*Page excerpt*:
Rep. Lloyd Doggett, D-Texas, and Sen. Sheldon Whitehouse, D-R.I., have introduced legislation to discourage the use of corporate tax havens.
The Stop Tax Haven Abuse Act, backed by more than 50 other lawmakers, along with the Corporate EXIT Fairness Act, would curb some tax strategies such as deferral and "check the box" that encourage companies to shift jobs and profits to foreign countries. The legislation also aims to curtail corporate tax inversions.
The Stop Tax Haven Abuse Act would eliminate tax incentives for U.S. companies to shift jobs and operations offshore, ending tax strategies that enable large multinationals to avoid taxes by shifting profits to offshore tax havens. Under current law, a company can elect to defer paying taxes on profits, while deducting the expenses incurred to produce the profits. The bill would require companies to delay taking deductions until they pay taxes on the related profits.

*Exercise 1*:
Answer these questions about the tax haven legislation article, one per line:
(a) Which two lawmakers introduced the legislation?
(b) How many other lawmakers back the Stop Tax Haven Abuse Act?
(c) What would the bill require companies to do with deductions?
*Exercise 2*: Carry on the tax haven legislation article from the point where it stops.

*Dataset excerpts*:

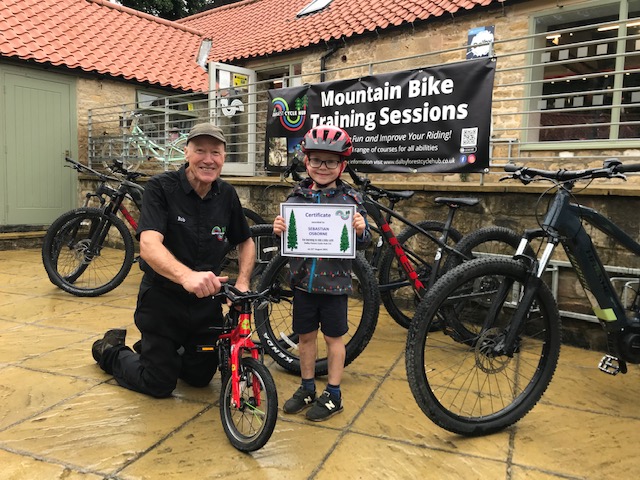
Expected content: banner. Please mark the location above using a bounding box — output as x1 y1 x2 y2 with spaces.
265 58 495 173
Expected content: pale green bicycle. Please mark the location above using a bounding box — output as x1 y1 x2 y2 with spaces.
100 114 187 171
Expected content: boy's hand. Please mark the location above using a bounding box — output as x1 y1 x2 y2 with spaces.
352 212 367 236
273 215 287 236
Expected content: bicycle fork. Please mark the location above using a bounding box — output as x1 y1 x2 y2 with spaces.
492 230 559 357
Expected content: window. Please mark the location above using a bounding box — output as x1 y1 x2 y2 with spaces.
529 0 640 142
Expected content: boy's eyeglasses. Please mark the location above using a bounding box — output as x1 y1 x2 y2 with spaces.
309 158 342 170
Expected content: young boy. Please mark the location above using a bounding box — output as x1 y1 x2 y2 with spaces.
273 126 371 422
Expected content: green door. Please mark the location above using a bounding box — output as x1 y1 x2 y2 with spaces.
0 66 77 225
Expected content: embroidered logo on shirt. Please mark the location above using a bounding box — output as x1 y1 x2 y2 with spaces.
211 225 227 241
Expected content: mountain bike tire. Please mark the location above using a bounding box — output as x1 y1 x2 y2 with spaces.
220 357 278 452
405 257 561 436
443 226 535 273
378 220 462 328
254 252 380 375
42 208 135 297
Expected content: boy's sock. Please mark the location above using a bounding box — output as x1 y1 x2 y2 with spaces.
326 383 342 399
302 378 316 392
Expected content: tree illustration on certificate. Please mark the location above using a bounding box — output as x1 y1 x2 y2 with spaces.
340 225 350 252
287 210 298 250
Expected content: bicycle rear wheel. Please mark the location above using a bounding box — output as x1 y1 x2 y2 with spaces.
220 357 278 452
405 258 561 436
379 220 462 328
42 208 135 297
443 226 535 273
254 252 380 375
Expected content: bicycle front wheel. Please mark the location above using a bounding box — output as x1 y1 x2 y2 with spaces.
379 220 462 328
42 208 135 297
254 253 380 375
220 357 278 452
443 226 535 273
405 258 561 436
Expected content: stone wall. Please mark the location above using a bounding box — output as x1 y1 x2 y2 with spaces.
76 78 139 164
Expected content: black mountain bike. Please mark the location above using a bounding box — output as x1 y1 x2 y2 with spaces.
406 159 640 436
276 159 533 328
42 157 273 297
252 162 520 375
42 157 145 297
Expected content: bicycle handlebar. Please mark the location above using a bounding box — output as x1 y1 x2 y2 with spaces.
64 157 147 182
214 283 274 305
501 158 640 185
282 157 416 201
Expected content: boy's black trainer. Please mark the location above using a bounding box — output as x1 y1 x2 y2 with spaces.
307 390 344 422
282 387 316 413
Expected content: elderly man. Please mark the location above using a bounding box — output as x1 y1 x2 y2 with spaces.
92 123 255 398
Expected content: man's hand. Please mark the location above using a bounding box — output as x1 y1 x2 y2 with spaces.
181 271 229 298
353 212 367 236
273 215 287 236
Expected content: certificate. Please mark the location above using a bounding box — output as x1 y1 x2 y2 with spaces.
280 203 356 258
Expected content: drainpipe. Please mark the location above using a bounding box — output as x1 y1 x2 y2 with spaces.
320 43 340 82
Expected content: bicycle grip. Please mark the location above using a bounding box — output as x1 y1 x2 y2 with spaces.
616 163 640 173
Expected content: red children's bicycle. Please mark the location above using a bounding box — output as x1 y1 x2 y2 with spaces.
199 283 278 452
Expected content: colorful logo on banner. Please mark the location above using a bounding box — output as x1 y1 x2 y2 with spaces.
271 95 308 132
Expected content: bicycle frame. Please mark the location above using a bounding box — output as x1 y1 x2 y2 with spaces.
504 181 640 368
363 188 459 295
124 116 188 165
220 305 262 408
198 294 264 408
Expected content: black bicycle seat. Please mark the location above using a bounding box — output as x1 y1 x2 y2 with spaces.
435 197 480 208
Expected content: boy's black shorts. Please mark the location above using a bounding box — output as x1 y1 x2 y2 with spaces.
293 288 349 337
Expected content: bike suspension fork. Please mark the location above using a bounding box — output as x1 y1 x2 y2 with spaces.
491 238 559 356
428 205 459 288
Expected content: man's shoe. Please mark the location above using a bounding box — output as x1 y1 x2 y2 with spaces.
307 390 344 422
91 328 127 363
282 387 316 413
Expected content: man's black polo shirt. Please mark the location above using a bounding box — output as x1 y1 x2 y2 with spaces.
137 166 251 282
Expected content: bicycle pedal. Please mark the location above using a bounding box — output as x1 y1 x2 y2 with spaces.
598 354 627 376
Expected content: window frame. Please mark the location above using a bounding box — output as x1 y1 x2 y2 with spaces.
520 0 640 150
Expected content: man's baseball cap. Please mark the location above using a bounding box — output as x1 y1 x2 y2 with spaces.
187 123 227 145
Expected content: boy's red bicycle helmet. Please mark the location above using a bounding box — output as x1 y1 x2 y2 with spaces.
300 125 353 159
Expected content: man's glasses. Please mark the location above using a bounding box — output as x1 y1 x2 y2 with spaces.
309 158 342 170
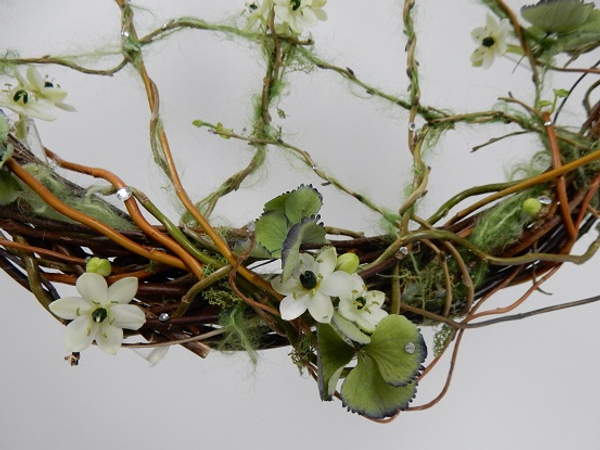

*Written answer 1*:
(a) Rep. Lloyd Doggett, D-Texas, and Sen. Sheldon Whitehouse, D-R.I.
(b) More than 50.
(c) Delay taking deductions until they pay taxes on the related profits.

*Written answer 2*:
The bill would also end the ability of companies to simply “check the box” on a tax form to say some of their foreign subsidiaries don’t exist for tax purposes. The bill would also make it easier for the IRS to get the names of owners of foreign bank accounts, and increase penalties for corporate insiders who fail to disclose their offshore activity. The bill would discourage U.S. companies from incorporating abroad by deeming corporations worth $50 million or more that are managed and controlled in the U.S. to be U.S. taxpayers. The Joint Committee on Taxation estimates this bill would save tens of billions of dollars over the next decade.
The Corporate EXIT Fairness Act would tighten rules and take away tax incentives for corporate inversions. The bill would apply an exit tax to any U.S. company changing to foreign control, preventing the new foreign company from accessing tax-free cash of U.S. subsidiary. It would impose an exit tax as the greater of two calculations: either the tax owed on accumulated deferred foreign income of the U.S. controlled foreign corporation, or the tax on the appreciation in value of the U.S. controlled foreign corporation.
“Americans citizens who renounce their citizenship must pay an exit tax,” Doggett said in a statement. “American corporations should too. Corporations that renounce their citizenship not only invert their business operations, they pervert our tax laws. And, instead of rewarding multinationals that revel in single digit effective tax rates, I propose to shut the door on loopholes they exploit, leveling the playing field for small businesses.”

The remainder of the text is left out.